● Data section
## Begin

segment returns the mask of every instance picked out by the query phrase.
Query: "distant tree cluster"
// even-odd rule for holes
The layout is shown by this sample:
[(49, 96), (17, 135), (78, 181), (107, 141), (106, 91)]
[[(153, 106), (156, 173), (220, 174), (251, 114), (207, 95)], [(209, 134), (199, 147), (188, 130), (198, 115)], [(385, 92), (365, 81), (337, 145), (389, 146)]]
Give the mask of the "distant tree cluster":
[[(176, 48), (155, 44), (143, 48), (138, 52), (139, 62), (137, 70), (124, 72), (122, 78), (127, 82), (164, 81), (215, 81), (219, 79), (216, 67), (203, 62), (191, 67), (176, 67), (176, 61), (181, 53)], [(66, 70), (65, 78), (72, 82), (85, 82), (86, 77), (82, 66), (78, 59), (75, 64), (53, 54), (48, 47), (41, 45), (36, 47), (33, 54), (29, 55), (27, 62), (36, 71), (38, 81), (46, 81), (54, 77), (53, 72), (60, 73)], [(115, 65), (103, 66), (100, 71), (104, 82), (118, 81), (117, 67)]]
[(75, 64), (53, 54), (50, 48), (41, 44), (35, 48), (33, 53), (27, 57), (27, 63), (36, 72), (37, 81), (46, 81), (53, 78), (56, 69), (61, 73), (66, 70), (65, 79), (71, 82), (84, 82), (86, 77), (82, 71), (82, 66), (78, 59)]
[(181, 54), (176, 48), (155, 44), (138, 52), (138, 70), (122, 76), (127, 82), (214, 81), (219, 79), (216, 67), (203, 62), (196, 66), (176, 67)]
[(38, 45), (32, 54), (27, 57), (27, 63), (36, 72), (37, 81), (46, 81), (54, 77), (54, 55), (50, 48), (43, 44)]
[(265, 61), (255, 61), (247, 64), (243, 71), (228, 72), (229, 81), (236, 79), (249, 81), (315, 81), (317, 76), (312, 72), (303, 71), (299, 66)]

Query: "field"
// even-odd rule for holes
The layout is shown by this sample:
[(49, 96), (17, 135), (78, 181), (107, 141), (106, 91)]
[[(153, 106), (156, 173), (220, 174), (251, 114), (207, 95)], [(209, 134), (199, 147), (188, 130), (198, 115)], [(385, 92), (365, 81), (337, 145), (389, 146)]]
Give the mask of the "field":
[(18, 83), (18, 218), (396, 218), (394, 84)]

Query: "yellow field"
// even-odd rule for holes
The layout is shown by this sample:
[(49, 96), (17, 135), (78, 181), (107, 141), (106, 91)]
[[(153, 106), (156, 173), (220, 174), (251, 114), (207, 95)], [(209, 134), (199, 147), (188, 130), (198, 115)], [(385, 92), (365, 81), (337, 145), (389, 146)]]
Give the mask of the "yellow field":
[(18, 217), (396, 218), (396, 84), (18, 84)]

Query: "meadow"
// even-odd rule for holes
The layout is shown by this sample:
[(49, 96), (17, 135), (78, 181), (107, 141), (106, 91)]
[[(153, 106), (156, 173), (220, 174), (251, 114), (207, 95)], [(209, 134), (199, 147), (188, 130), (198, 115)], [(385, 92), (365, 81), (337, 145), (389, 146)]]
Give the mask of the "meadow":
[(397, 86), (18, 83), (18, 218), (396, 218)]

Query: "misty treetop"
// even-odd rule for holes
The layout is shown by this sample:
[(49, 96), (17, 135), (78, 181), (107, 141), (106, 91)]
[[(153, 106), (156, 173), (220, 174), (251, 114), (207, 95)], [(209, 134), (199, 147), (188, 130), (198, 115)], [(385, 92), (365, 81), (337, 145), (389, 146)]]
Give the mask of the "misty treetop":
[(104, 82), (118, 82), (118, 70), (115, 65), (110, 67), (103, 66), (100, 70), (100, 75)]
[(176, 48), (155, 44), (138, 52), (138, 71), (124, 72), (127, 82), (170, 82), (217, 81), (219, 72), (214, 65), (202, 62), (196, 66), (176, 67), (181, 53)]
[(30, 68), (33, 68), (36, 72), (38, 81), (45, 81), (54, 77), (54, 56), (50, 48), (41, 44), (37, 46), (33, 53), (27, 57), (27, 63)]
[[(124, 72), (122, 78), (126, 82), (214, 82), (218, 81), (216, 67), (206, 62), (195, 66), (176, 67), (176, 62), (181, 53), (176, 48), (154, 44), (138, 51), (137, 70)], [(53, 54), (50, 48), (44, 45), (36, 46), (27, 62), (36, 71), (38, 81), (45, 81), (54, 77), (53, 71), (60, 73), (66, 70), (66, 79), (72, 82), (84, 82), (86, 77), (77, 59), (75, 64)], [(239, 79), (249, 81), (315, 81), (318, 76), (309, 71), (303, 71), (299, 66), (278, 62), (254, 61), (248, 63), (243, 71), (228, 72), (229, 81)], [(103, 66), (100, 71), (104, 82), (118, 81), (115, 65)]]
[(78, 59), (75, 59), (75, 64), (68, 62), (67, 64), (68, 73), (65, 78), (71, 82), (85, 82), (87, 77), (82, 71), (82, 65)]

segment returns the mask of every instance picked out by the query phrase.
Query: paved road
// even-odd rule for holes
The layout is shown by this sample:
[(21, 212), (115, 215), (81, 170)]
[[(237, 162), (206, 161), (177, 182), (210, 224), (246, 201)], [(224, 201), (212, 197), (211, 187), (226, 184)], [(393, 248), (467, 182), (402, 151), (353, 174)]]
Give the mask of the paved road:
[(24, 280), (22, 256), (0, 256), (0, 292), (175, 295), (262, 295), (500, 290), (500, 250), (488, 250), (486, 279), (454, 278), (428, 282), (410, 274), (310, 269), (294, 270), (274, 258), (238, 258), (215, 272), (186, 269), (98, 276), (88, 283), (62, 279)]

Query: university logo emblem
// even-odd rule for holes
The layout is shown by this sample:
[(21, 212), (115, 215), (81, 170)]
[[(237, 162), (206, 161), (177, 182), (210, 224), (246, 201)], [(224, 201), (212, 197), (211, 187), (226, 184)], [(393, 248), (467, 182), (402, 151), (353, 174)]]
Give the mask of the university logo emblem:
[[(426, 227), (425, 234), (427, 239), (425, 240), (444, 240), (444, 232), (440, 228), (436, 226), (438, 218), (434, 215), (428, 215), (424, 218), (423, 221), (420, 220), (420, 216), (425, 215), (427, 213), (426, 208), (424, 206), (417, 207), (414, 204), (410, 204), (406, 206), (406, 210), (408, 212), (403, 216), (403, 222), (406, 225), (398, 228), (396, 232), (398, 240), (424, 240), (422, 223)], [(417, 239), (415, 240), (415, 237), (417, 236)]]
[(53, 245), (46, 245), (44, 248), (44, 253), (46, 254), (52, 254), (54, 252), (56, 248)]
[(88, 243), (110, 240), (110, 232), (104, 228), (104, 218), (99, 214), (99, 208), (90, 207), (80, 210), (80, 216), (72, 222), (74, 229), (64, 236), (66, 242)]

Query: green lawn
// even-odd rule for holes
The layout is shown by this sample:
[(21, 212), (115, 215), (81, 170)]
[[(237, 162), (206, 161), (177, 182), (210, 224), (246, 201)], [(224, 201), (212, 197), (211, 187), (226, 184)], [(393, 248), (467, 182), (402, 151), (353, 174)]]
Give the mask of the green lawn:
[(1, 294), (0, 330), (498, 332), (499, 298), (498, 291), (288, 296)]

## End

● Task statement
Swap "layout" for "format" throughout the data above, and reproduce every line with no other change.

● Task solution
segment returns the mask of every instance picked out by the query phrase.
Query: "distant tree cluster"
// even-odd rule for holes
The format is shown by this sample:
[(49, 96), (17, 135), (78, 181), (107, 141), (106, 91)]
[[(153, 106), (156, 173), (220, 174), (251, 114), (207, 95)], [(209, 134), (199, 147), (188, 130), (198, 115)], [(385, 92), (365, 81), (337, 145), (389, 146)]]
Give the mask of the "distant tree cluster":
[[(176, 48), (155, 44), (143, 48), (138, 52), (139, 62), (137, 70), (124, 72), (122, 78), (127, 82), (164, 81), (215, 81), (219, 79), (216, 67), (203, 62), (191, 67), (176, 67), (176, 61), (181, 53)], [(66, 70), (65, 78), (72, 82), (85, 82), (86, 77), (82, 66), (78, 59), (75, 64), (53, 54), (48, 47), (41, 45), (36, 47), (33, 54), (29, 55), (27, 62), (36, 71), (38, 81), (46, 81), (54, 77), (53, 72), (60, 73)], [(115, 65), (103, 66), (100, 71), (104, 82), (118, 81), (117, 67)]]
[(75, 64), (53, 54), (50, 48), (41, 44), (35, 48), (33, 53), (27, 57), (27, 63), (36, 72), (37, 81), (46, 81), (53, 78), (56, 69), (61, 73), (66, 70), (65, 79), (71, 82), (84, 82), (86, 77), (82, 71), (82, 66), (78, 59)]
[(181, 54), (176, 48), (155, 44), (138, 52), (138, 70), (122, 76), (127, 82), (214, 81), (219, 79), (216, 67), (203, 62), (196, 66), (176, 67)]
[(38, 45), (32, 54), (27, 57), (27, 63), (36, 72), (37, 81), (46, 81), (54, 77), (54, 55), (50, 48), (43, 44)]
[(265, 61), (255, 61), (247, 64), (243, 71), (228, 72), (229, 81), (236, 79), (249, 81), (315, 81), (317, 76), (312, 72), (303, 71), (299, 66)]

Query: "field"
// even-odd rule for holes
The format is shown by this sample:
[(49, 96), (17, 135), (78, 181), (107, 141), (106, 91)]
[[(153, 106), (156, 173), (220, 174), (251, 114), (207, 95)], [(209, 134), (199, 147), (188, 130), (198, 115)], [(385, 92), (365, 81), (337, 145), (389, 146)]]
Give the mask of the "field":
[(18, 83), (18, 218), (396, 218), (394, 84)]

Query: "yellow field"
// even-odd rule for holes
The format is shown by this sample:
[(49, 96), (17, 135), (78, 181), (107, 141), (106, 91)]
[[(153, 106), (156, 173), (220, 174), (251, 114), (207, 95)], [(209, 134), (199, 147), (188, 130), (198, 115)], [(385, 92), (365, 81), (337, 145), (389, 146)]]
Give the mask of the "yellow field":
[(18, 217), (396, 218), (396, 84), (18, 84)]

Query: "meadow"
// even-odd rule for holes
The format is shown by this sample:
[(49, 96), (17, 135), (78, 181), (107, 141), (106, 91)]
[[(153, 106), (156, 173), (220, 174), (251, 114), (207, 95)], [(209, 134), (199, 147), (188, 130), (198, 115)], [(385, 92), (365, 81), (337, 145), (389, 146)]]
Give the mask of the "meadow":
[(397, 86), (18, 83), (18, 218), (396, 218)]

Query: "misty treetop"
// even-odd rule for holes
The format is shown by this sample:
[(49, 96), (17, 135), (78, 181), (107, 141), (106, 91)]
[[(153, 106), (156, 173), (220, 174), (251, 114), (207, 95)], [(209, 134), (199, 147), (188, 130), (198, 115)], [(385, 92), (365, 81), (337, 145), (389, 146)]]
Give the mask of the "misty treetop":
[(104, 82), (118, 82), (118, 70), (115, 65), (110, 67), (103, 66), (100, 70), (100, 75)]
[(176, 48), (155, 44), (138, 52), (138, 71), (124, 72), (127, 82), (170, 82), (217, 81), (219, 72), (214, 65), (202, 62), (196, 66), (176, 67), (181, 53)]
[(30, 68), (33, 68), (36, 72), (38, 81), (45, 81), (54, 77), (54, 56), (50, 48), (41, 44), (37, 46), (33, 53), (27, 57), (27, 63)]
[[(124, 72), (122, 78), (126, 82), (214, 82), (218, 81), (216, 67), (206, 62), (195, 66), (176, 67), (176, 62), (181, 53), (176, 48), (154, 44), (138, 51), (137, 70)], [(53, 54), (50, 48), (44, 45), (36, 46), (27, 62), (36, 71), (38, 81), (45, 81), (54, 77), (53, 71), (60, 73), (66, 70), (66, 79), (72, 82), (84, 82), (86, 77), (77, 59), (75, 64)], [(239, 79), (249, 81), (315, 81), (318, 76), (309, 71), (303, 71), (299, 66), (278, 62), (254, 61), (248, 63), (243, 71), (228, 72), (229, 81)], [(103, 66), (100, 71), (104, 82), (118, 81), (115, 65)]]
[(78, 59), (75, 59), (75, 64), (68, 62), (67, 64), (68, 73), (65, 78), (71, 82), (85, 82), (87, 77), (82, 71), (82, 65)]

segment returns the mask of every instance picked out by the query phrase.
Query: paved road
// even-odd rule for holes
The format is shown by this sample:
[(21, 212), (115, 215), (81, 170)]
[[(237, 162), (206, 161), (177, 182), (210, 224), (246, 201)], [(224, 201), (212, 197), (211, 187), (226, 184)], [(393, 248), (467, 182), (402, 151), (353, 174)]]
Give the mask of the paved road:
[(24, 280), (22, 256), (0, 256), (0, 292), (175, 295), (262, 295), (500, 290), (500, 250), (488, 250), (486, 279), (454, 278), (428, 282), (410, 274), (310, 269), (294, 270), (274, 258), (238, 258), (215, 272), (186, 269), (98, 276), (88, 283), (62, 279)]

Query: university logo emblem
// even-odd rule for holes
The format is shown by this sample:
[(21, 212), (115, 215), (81, 170)]
[[(237, 162), (206, 161), (177, 182), (210, 224), (246, 201)], [(224, 201), (212, 197), (211, 187), (226, 184)], [(393, 248), (467, 182), (402, 151), (353, 174)]]
Give the mask of the university logo emblem:
[[(426, 227), (425, 234), (427, 239), (425, 240), (444, 240), (444, 232), (440, 228), (436, 226), (438, 218), (434, 215), (428, 215), (424, 218), (423, 221), (420, 220), (420, 216), (425, 215), (427, 213), (426, 208), (424, 206), (417, 207), (414, 204), (410, 204), (406, 206), (406, 210), (408, 212), (403, 216), (403, 222), (406, 225), (398, 228), (396, 232), (398, 240), (424, 240), (422, 223)], [(417, 239), (415, 240), (415, 237), (417, 236)]]
[(53, 245), (46, 245), (44, 248), (44, 253), (46, 254), (52, 254), (54, 252), (56, 248)]
[(88, 243), (110, 240), (110, 232), (104, 228), (104, 218), (99, 214), (99, 208), (90, 207), (80, 210), (80, 216), (72, 222), (74, 229), (64, 236), (66, 242)]

Query: green lawn
// even-odd rule for holes
The format is shown by this sample:
[(21, 212), (115, 215), (81, 170)]
[[(237, 162), (206, 161), (177, 182), (210, 224), (246, 201)], [(224, 201), (212, 197), (211, 187), (226, 184)], [(393, 248), (467, 182), (402, 151), (353, 174)]]
Give the mask of the green lawn:
[(1, 294), (0, 330), (498, 332), (499, 298), (498, 291), (288, 296)]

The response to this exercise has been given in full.